*Exercise instructions*
For each statement, say yes or no depending on whether it agrees with the text on Montenegro's Constitution, and quote the text's deciding words. 1. The Constitution allows extraordinary courts to be established. 2. In exercising its duties, the Ombudsman also observes the principles of justice and fairness. 3. Where international law applies, national legislation takes precedence over it.

======== Provided text ========

Grounds and equality (Part II, Article 17)
Rights and liberties shall be exercised by virtue of the Constitution and the ratified international treaties.
All persons shall be deemed equal before the law, regardless of any particularity or personal feature.
Ombudsman (Part II, Article 81)
The Ombudsman of the Republic of Montenegro is an independent and autonomous authority that implements measures for the protection of human rights and liberties.
The Ombudsman exercises its duties on the basis of the Constitution, the laws and the ratified international agreements, observing also the principles of justice and fairness.
Principles of the judiciary (Part III, Article 118)
The courts are autonomous and independent.
A court adjudicates on the basis of the Constitution, laws and ratified and proclaimed international agreements.
Establishment of extraordinary courts is prohibited.
Competence of the Constitutional Court (Part VI, Article 149)
The Constitutional Court decides:
1) whether laws are in compliance with the Constitution and with ratified and proclaimed international treaties…. (emphasis added).
In effect, the Constitution renders international law applicable in the Republic of Montenegro either in the form of ratified and published international agreements, or if it is deemed to fall within ‘generally accepted rules of international law’. Whenever international law applies, it has primacy over national legislation. However, from the enumerated operative provisions of the Constitution it is obvious that the practical significance of both the reference to the generally accepted rules of international law, as well as to the direct effect of international law, is minimal, since the Constitution is centred on the model whereby international law in the form of treaties becomes part of the national law via ratification by the national legislature in the form of a law.

======== Data excerpt ========

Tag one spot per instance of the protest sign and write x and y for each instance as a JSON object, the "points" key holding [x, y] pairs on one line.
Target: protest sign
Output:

========

*Output for this exercise*
1. No: "Establishment of extraordinary courts is prohibited."
2. Yes: "observing also the principles of justice and fairness."
3. No: "Whenever international law applies, it has primacy over national legislation."